3.1.3. CO2 Foam Gel System Plugging Boundary
To verify the plugging limit of the CO2 foam gel system, a high permeability No. 2 core with a permeability of 643 × 10−3 μm2 was selected. The NMR T2 spectra and pore throat radius distributions before and after the injection of CO2 foam gel are shown in Figure 6 and Figure 7.
From Figure 6, it can be seen that after injecting CO2 foam gel in core No. 2, the oil repelling efficiency is 89.2%, and the high amplitude value area on the T2 spectrum decreases obviously, indicating that the large pore channel is effectively used; the low amplitude value area on the T2 spectrum increases, indicating that some crude oil is squeezed into the small pore throat when CO2 foam gel plugging is performed.
From Figure 7, it can be seen that the large pore throats in the CO2 foam gel plugging stage are basically all used, the pore throats are used in the range of 7–100 μm, and the remaining oil is mainly distributed in the 0.084–3.12 μm pore throats. The recovery rate is 95.1%, almost all of which is concentrated in the large pore channel, and the plugging limit of the CO2 foam gel system is 7–100 μm.

● Records
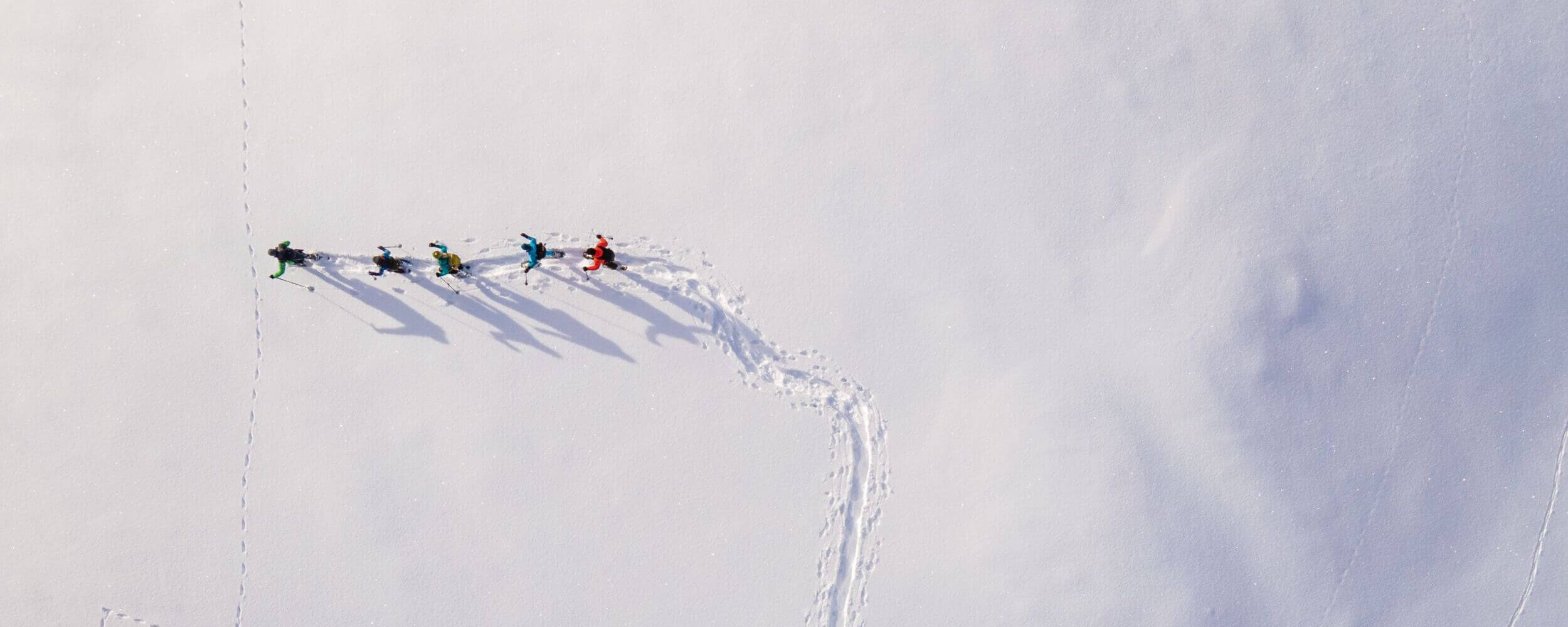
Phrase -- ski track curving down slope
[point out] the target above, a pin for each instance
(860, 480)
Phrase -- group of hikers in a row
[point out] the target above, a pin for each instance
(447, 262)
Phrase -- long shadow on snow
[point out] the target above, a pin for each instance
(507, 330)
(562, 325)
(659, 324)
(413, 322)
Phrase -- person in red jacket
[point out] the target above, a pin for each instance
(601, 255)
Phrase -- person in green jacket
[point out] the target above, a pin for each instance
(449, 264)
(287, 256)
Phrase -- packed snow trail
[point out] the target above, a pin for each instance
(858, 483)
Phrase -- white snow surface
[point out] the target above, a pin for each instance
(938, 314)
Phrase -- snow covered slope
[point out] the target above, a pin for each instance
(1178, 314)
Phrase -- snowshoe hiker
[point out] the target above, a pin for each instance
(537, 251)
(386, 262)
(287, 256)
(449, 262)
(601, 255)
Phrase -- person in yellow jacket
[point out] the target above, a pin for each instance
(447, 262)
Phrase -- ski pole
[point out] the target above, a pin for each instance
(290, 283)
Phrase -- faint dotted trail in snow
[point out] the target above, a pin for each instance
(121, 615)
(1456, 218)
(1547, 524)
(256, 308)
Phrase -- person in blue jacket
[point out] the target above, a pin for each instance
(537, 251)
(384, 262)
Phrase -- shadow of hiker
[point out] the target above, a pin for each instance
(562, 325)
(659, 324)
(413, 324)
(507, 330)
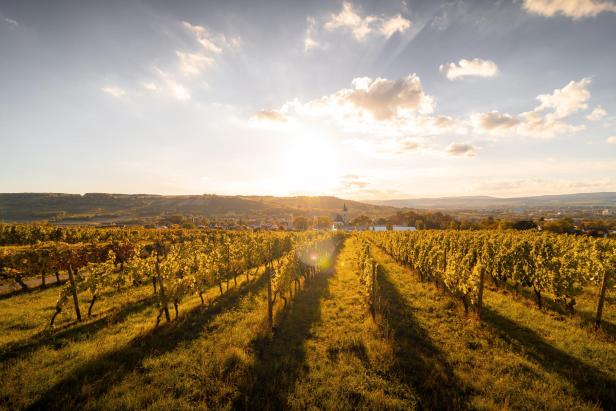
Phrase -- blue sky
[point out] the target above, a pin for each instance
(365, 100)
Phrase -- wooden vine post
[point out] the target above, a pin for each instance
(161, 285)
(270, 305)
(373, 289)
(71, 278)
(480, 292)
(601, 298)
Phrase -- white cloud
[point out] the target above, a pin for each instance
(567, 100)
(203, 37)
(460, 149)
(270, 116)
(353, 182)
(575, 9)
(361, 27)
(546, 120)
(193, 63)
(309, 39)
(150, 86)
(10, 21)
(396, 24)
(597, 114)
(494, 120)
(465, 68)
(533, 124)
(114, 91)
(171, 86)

● Work to do
Pick up the passage on the CO2 foam gel plugging boundary from where it stops above and continue it.

● Output of the exercise
3.2. Different Combinations of Flow Control Systems
According to the field practice and plugging intensity, the usual combination of flow control for CO2 displacement is water/gas alternation + CO2 foam or CO2 foam gel (after gas firing) + water/gas alternation; however, whether this combination is reasonable and can maximize the utilization of oil remaining in different pore throats needs further verification. In this study, a high-temperature and high-pressure online NMR system was used to seal the pore with high-strength CO2 foam or CO2 foam gel before water/gas alternation, then compared with the conventional combination to study the degree of pore throat utilization and the ability to improve crude oil recovery, in order to select different combinations of flow control systems and provide a construction basis for on-site CO2 displacement plugging.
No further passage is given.